• 待完成练习:
1) 请逐字输出文本分类说明中以"2、语料库的Word2Vector作为词向量 + 标准单层TextCNN(Keras"开始、以"的Code可以根据需求切换。"结束的部分。
2) 根据文本分类说明,Extract_Articles_zhwiki_latest_pages.py 会将何种格式的数据转换为一行一篇文章并存储在txt中?
3) 请列出文本分类说明中提到的全部主要第三方依赖包。

• 节选原文:
本文从处理个人语料库(可替换成你自己的)开始,搭建了两套最简易的基础模型来做文本的分类问题
Data Source里为自己手动整理的简易语料库,toy级玩具,直接下载后跑模型文件即可。
1、统计语料库,文本的的TF-IDF值作为词向量 + GBDT(Gradient Boosting Classifier)/SVM(Support Vector Classifer)
2、语料库的Word2Vector作为词向量 + 标准单层TextCNN(Keras Version)
主要第三方依赖包:sklearn, gensim, jieba,pandas,scipy,Keras,Tensorflow
langcov.py中文简繁体转换,zh_wiki.py(大陆语/**语,繁简体转换词典),感谢skydark@github 源文件连接:
https://raw.githubusercontent.com/skydark/nstools/master/zhtools/langconv.py
https://raw.githubusercontent.com/skydark/nstools/master/zhtools/zh_wiki.py
1、Articles_Classifer_TF-IDF_GBDT.py 文件为决策树模型及TF-IDF值为词向量
2、Articles_Classifier_Word2Vector_TextCNN_Keras.py 为最简易的卷积神经网络的分类模型
架构:1D-Convolutional Layer + 1-Max Pooling Layer + Flatten Layer+ Dropout Layer+ Dense Layer + Softmax Layer
3、Extract_Articles_zhwiki_latest_pages.py 抽取最新的Wiki中文语料库的文件,路径换成自己的即可,将Json格式转换为一行一篇文章存储在txt中
4、Word2Vector_Training.py 训练自己/Wiki_Zh的词向量,可以根据自己需求更改,Comment掉的Code可以根据需求切换。

• 提取条目:
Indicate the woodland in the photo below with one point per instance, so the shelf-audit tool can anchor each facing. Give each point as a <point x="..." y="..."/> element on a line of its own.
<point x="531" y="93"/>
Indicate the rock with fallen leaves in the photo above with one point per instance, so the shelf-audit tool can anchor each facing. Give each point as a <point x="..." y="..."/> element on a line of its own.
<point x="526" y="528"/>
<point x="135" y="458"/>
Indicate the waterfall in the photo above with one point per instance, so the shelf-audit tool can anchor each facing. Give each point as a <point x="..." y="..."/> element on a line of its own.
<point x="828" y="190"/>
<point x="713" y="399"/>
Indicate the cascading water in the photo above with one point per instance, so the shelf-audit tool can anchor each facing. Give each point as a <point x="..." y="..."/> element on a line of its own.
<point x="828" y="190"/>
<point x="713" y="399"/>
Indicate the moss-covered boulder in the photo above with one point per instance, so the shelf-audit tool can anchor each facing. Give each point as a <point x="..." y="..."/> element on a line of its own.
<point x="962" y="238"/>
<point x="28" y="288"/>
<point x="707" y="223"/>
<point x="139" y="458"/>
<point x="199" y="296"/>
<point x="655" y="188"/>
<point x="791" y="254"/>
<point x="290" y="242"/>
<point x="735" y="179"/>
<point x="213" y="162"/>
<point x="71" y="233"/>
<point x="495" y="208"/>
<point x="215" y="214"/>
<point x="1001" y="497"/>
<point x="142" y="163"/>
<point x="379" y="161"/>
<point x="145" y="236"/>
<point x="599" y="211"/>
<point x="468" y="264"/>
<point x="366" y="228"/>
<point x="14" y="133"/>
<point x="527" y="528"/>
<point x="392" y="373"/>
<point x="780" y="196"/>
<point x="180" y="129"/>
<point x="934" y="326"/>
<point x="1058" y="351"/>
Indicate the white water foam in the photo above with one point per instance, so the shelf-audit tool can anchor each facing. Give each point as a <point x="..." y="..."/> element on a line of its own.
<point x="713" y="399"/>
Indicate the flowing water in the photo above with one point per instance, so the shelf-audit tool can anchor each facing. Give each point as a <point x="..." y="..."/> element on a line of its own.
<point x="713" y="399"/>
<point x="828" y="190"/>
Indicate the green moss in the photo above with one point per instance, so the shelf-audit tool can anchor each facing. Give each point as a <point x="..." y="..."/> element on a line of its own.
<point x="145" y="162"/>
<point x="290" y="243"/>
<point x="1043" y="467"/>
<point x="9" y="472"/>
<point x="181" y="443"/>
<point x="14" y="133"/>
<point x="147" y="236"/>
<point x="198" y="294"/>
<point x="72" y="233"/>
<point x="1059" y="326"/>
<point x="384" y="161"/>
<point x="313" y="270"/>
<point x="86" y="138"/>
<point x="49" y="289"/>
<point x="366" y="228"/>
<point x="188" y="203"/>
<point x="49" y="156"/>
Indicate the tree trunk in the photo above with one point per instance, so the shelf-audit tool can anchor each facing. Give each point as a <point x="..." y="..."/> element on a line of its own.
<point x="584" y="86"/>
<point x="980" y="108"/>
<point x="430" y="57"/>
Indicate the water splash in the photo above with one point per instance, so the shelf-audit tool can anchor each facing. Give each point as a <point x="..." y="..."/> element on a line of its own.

• 最终结果:
1)
2、语料库的Word2Vector作为词向量 + 标准单层TextCNN(Keras Version)
主要第三方依赖包:sklearn, gensim, jieba,pandas,scipy,Keras,Tensorflow
langcov.py中文简繁体转换,zh_wiki.py(大陆语/**语,繁简体转换词典),感谢skydark@github 源文件连接:
https://raw.githubusercontent.com/skydark/nstools/master/zhtools/langconv.py
https://raw.githubusercontent.com/skydark/nstools/master/zhtools/zh_wiki.py
1、Articles_Classifer_TF-IDF_GBDT.py 文件为决策树模型及TF-IDF值为词向量
2、Articles_Classifier_Word2Vector_TextCNN_Keras.py 为最简易的卷积神经网络的分类模型
架构:1D-Convolutional Layer + 1-Max Pooling Layer + Flatten Layer+ Dropout Layer+ Dense Layer + Softmax Layer
3、Extract_Articles_zhwiki_latest_pages.py 抽取最新的Wiki中文语料库的文件,路径换成自己的即可,将Json格式转换为一行一篇文章存储在txt中
4、Word2Vector_Training.py 训练自己/Wiki_Zh的词向量,可以根据自己需求更改,Comment掉的Code可以根据需求切换。

2) Json格式。

3) sklearn、gensim、jieba、pandas、scipy、Keras、Tensorflow